The answer must consist of every line in the records that contains the word "drop".

*** Block opens ***

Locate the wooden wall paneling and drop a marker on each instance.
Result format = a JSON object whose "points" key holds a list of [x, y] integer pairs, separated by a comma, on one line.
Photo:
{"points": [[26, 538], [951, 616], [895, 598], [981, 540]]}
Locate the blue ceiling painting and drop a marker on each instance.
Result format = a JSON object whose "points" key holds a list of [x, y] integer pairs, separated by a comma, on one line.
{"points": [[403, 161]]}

*** Block closes ***

* [Result]:
Locate the wooden wall paneling and drop a marker on each instance.
Locate the blue ceiling painting and drop a marker on each instance.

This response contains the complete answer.